### Exercise directions
Render each line of the items below as a Markdown table with the columns Row and Line, numbering the rows in order and leaving out blank lines.

### Stored data

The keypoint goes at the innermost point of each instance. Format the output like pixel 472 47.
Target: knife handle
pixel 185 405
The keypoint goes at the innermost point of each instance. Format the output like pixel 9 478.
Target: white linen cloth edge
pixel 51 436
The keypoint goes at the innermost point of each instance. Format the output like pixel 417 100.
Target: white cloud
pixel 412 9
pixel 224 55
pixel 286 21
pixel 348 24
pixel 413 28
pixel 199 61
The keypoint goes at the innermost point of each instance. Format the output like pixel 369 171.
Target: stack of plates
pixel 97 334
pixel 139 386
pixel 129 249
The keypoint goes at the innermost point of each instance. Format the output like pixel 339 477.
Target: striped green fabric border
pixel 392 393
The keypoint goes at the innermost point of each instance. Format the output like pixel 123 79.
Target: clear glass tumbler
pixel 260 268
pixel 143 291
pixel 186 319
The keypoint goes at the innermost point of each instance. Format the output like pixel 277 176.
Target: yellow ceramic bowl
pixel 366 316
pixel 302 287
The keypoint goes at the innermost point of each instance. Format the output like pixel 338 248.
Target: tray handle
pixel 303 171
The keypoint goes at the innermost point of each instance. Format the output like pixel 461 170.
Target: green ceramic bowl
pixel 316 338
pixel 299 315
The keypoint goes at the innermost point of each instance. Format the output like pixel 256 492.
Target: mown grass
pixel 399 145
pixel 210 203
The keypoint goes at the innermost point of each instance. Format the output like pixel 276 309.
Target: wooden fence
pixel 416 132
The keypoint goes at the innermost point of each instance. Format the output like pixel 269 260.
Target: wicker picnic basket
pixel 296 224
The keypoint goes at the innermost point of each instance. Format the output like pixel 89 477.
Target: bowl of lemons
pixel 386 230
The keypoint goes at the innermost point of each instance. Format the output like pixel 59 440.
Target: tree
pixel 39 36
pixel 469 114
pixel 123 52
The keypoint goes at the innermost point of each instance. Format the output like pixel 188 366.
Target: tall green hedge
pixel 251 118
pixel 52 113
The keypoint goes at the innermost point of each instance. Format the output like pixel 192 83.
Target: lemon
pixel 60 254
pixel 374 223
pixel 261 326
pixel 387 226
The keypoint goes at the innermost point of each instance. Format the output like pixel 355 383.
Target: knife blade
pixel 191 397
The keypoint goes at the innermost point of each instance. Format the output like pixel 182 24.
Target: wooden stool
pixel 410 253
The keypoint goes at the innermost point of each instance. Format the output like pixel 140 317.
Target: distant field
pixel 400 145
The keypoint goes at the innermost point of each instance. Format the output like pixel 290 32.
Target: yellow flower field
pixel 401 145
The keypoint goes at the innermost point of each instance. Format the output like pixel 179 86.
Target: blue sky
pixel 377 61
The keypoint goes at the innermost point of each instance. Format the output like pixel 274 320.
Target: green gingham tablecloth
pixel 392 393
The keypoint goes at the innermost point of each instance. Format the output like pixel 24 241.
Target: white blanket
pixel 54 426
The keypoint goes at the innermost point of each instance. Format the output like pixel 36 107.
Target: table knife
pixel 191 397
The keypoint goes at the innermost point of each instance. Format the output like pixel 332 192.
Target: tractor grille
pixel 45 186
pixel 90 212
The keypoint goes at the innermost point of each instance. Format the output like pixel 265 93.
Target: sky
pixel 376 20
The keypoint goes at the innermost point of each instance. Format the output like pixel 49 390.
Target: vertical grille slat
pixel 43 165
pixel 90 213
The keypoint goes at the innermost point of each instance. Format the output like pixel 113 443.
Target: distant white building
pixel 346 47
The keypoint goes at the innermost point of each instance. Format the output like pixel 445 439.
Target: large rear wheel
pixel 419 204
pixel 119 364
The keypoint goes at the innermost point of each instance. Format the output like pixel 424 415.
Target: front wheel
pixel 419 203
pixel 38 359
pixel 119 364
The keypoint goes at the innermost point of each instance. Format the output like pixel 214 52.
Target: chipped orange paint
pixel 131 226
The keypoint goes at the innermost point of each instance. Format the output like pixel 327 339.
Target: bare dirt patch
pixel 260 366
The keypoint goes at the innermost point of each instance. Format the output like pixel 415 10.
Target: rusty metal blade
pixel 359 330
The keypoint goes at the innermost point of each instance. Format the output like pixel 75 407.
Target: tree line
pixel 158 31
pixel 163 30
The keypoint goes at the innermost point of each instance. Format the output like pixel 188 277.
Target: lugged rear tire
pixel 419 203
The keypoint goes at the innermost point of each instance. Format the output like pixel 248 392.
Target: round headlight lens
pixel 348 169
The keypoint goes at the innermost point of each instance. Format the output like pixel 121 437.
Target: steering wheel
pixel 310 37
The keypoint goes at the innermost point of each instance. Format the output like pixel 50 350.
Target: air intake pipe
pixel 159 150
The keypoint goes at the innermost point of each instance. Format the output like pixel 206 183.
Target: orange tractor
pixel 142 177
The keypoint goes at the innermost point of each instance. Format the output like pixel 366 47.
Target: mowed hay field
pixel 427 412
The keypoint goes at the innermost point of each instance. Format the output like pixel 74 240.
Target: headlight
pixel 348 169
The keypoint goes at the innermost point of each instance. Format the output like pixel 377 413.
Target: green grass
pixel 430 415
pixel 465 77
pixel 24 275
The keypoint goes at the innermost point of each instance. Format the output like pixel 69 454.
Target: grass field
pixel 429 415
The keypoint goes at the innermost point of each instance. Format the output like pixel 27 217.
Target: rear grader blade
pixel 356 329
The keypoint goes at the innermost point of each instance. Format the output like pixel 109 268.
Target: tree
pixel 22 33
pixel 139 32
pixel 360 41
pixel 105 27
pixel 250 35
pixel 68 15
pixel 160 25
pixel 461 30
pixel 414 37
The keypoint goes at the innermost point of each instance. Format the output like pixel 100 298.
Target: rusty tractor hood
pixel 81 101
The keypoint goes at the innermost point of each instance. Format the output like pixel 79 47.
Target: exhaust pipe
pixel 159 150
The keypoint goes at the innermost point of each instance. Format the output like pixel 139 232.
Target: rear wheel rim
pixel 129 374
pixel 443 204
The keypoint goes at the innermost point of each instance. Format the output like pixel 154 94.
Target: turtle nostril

### Exercise output
| Row | Line |
|---|---|
| 1 | The keypoint goes at the innermost point of each instance. Format the output like pixel 472 47. |
| 2 | Target: knife handle |
| 3 | pixel 185 405 |
| 4 | The keypoint goes at the innermost point of each instance. Format the output like pixel 9 478. |
| 5 | Target: white linen cloth edge |
| 6 | pixel 51 436 |
| 7 | The keypoint goes at the innermost point of each instance. Format the output like pixel 417 100. |
| 8 | Target: white cloud |
| 9 | pixel 412 9 |
| 10 | pixel 224 55 |
| 11 | pixel 286 21 |
| 12 | pixel 348 24 |
| 13 | pixel 413 28 |
| 14 | pixel 199 61 |
| 15 | The keypoint goes at the innermost point of each instance. Format the output like pixel 369 171. |
| 16 | Target: stack of plates |
| 17 | pixel 97 334 |
| 18 | pixel 139 386 |
| 19 | pixel 129 249 |
| 20 | The keypoint goes at the innermost point of each instance. Format the output like pixel 339 477. |
| 21 | Target: striped green fabric border |
| 22 | pixel 392 393 |
| 23 | The keypoint goes at the innermost point of each instance. Format the output like pixel 123 79. |
| 24 | Target: clear glass tumbler |
| 25 | pixel 260 268 |
| 26 | pixel 143 291 |
| 27 | pixel 186 319 |
| 28 | The keypoint goes at the innermost point of each instance. Format the output like pixel 277 176. |
| 29 | Target: yellow ceramic bowl |
| 30 | pixel 366 316 |
| 31 | pixel 302 287 |
| 32 | The keypoint goes at the innermost point of each instance. Format the output like pixel 338 248. |
| 33 | Target: tray handle |
| 34 | pixel 303 171 |
| 35 | The keypoint goes at the innermost point of each instance. Format the output like pixel 461 170. |
| 36 | Target: green ceramic bowl |
| 37 | pixel 316 338 |
| 38 | pixel 299 315 |
| 39 | The keypoint goes at the innermost point of each instance. Format the output like pixel 256 492. |
| 40 | Target: mown grass |
| 41 | pixel 399 145 |
| 42 | pixel 210 203 |
| 43 | The keypoint goes at the innermost point of each instance. Format the output like pixel 276 309. |
| 44 | Target: wooden fence |
| 45 | pixel 416 132 |
| 46 | The keypoint goes at the innermost point of each instance. Format the output like pixel 269 260. |
| 47 | Target: wicker picnic basket |
| 48 | pixel 296 224 |
| 49 | The keypoint goes at the innermost point of each instance. Format the output like pixel 89 477. |
| 50 | Target: bowl of lemons |
| 51 | pixel 386 230 |
| 52 | The keypoint goes at the innermost point of each instance. Format the output like pixel 59 440. |
| 53 | Target: tree |
| 54 | pixel 39 36 |
| 55 | pixel 469 114 |
| 56 | pixel 123 52 |
| 57 | The keypoint goes at the innermost point of each instance. Format the output like pixel 188 366. |
| 58 | Target: tall green hedge |
| 59 | pixel 251 118 |
| 60 | pixel 52 113 |
| 61 | The keypoint goes at the innermost point of each instance. Format the output like pixel 192 83. |
| 62 | Target: lemon |
| 63 | pixel 60 254 |
| 64 | pixel 374 223 |
| 65 | pixel 261 326 |
| 66 | pixel 387 226 |
| 67 | The keypoint goes at the innermost point of each instance. Format the output like pixel 355 383. |
| 68 | Target: knife blade |
| 69 | pixel 191 397 |
| 70 | The keypoint goes at the innermost point of each instance. Format the output like pixel 182 24. |
| 71 | Target: wooden stool |
| 72 | pixel 410 253 |
| 73 | The keypoint goes at the innermost point of each instance. Format the output like pixel 140 317. |
| 74 | Target: distant field |
| 75 | pixel 400 145 |
| 76 | The keypoint goes at the innermost point of each instance. Format the output like pixel 290 32. |
| 77 | Target: yellow flower field |
| 78 | pixel 401 145 |
| 79 | The keypoint goes at the innermost point of each instance. Format the output like pixel 179 86. |
| 80 | Target: blue sky |
| 81 | pixel 377 61 |
| 82 | The keypoint goes at the innermost point of each instance. Format the output like pixel 274 320. |
| 83 | Target: green gingham tablecloth |
| 84 | pixel 392 393 |
| 85 | The keypoint goes at the innermost point of each instance. Format the output like pixel 24 241. |
| 86 | Target: white blanket |
| 87 | pixel 54 426 |
| 88 | The keypoint goes at the innermost point of each instance. Format the output like pixel 36 107. |
| 89 | Target: table knife |
| 90 | pixel 191 397 |
| 91 | The keypoint goes at the innermost point of each instance. Format the output like pixel 332 192. |
| 92 | Target: tractor grille |
| 93 | pixel 45 186 |
| 94 | pixel 90 212 |
| 95 | The keypoint goes at the innermost point of each instance. Format the output like pixel 265 93. |
| 96 | Target: sky |
| 97 | pixel 376 20 |
| 98 | The keypoint goes at the innermost point of each instance. Format the output like pixel 49 390. |
| 99 | Target: vertical grille slat |
| 100 | pixel 43 165 |
| 101 | pixel 90 213 |
| 102 | The keypoint goes at the innermost point of each instance. Format the output like pixel 113 443. |
| 103 | Target: distant white building |
| 104 | pixel 346 47 |
| 105 | The keypoint goes at the innermost point of each instance. Format the output like pixel 445 439. |
| 106 | Target: large rear wheel |
| 107 | pixel 419 204 |
| 108 | pixel 119 364 |
| 109 | The keypoint goes at the innermost point of each instance. Format the output like pixel 424 415. |
| 110 | Target: front wheel |
| 111 | pixel 419 203 |
| 112 | pixel 38 359 |
| 113 | pixel 119 364 |
| 114 | The keypoint goes at the innermost point of each instance. Format the output like pixel 214 52. |
| 115 | Target: chipped orange paint |
| 116 | pixel 131 226 |
| 117 | The keypoint goes at the innermost point of each instance. Format the output like pixel 327 339. |
| 118 | Target: bare dirt patch |
| 119 | pixel 260 366 |
| 120 | The keypoint goes at the innermost point of each instance. Format the output like pixel 415 10. |
| 121 | Target: rusty metal blade |
| 122 | pixel 359 330 |
| 123 | The keypoint goes at the innermost point of each instance. Format the output like pixel 75 407. |
| 124 | Target: tree line |
| 125 | pixel 158 31 |
| 126 | pixel 163 30 |
| 127 | The keypoint goes at the innermost point of each instance. Format the output like pixel 188 277. |
| 128 | Target: lugged rear tire |
| 129 | pixel 419 203 |
| 130 | The keypoint goes at the innermost point of each instance. Format the output like pixel 248 392. |
| 131 | Target: round headlight lens |
| 132 | pixel 348 169 |
| 133 | The keypoint goes at the innermost point of each instance. Format the output like pixel 121 437. |
| 134 | Target: steering wheel |
| 135 | pixel 310 37 |
| 136 | The keypoint goes at the innermost point of each instance. Format the output like pixel 50 350. |
| 137 | Target: air intake pipe |
| 138 | pixel 159 150 |
| 139 | The keypoint goes at the innermost point of each instance. Format the output like pixel 206 183. |
| 140 | Target: orange tractor |
| 141 | pixel 142 177 |
| 142 | The keypoint goes at the innermost point of each instance. Format the output like pixel 366 47. |
| 143 | Target: mowed hay field |
| 144 | pixel 427 412 |
| 145 | The keypoint goes at the innermost point of each instance. Format the output like pixel 74 240. |
| 146 | Target: headlight |
| 147 | pixel 348 169 |
| 148 | The keypoint goes at the innermost point of each instance. Format the output like pixel 377 413. |
| 149 | Target: green grass |
| 150 | pixel 430 415 |
| 151 | pixel 465 77 |
| 152 | pixel 24 275 |
| 153 | The keypoint goes at the innermost point of each instance. Format the output like pixel 69 454. |
| 154 | Target: grass field |
| 155 | pixel 429 415 |
| 156 | The keypoint goes at the innermost point of each instance. Format the output like pixel 27 217. |
| 157 | Target: rear grader blade |
| 158 | pixel 356 329 |
| 159 | The keypoint goes at the innermost point of each instance. Format the output like pixel 109 268. |
| 160 | Target: tree |
| 161 | pixel 22 33 |
| 162 | pixel 139 32 |
| 163 | pixel 360 41 |
| 164 | pixel 105 27 |
| 165 | pixel 250 35 |
| 166 | pixel 68 15 |
| 167 | pixel 160 25 |
| 168 | pixel 461 30 |
| 169 | pixel 414 37 |
| 170 | The keypoint goes at the innermost point of each instance. Format the output like pixel 100 298. |
| 171 | Target: rusty tractor hood |
| 172 | pixel 81 101 |
| 173 | The keypoint goes at the innermost point of each instance. Format the output like pixel 79 47. |
| 174 | Target: exhaust pipe |
| 175 | pixel 159 150 |
| 176 | The keypoint goes at the innermost point of each instance. Format the output like pixel 139 232. |
| 177 | Target: rear wheel rim |
| 178 | pixel 129 374 |
| 179 | pixel 443 204 |
| 180 | The keypoint goes at the innermost point of each instance. Format the output like pixel 154 94. |
| 181 | Target: turtle nostril |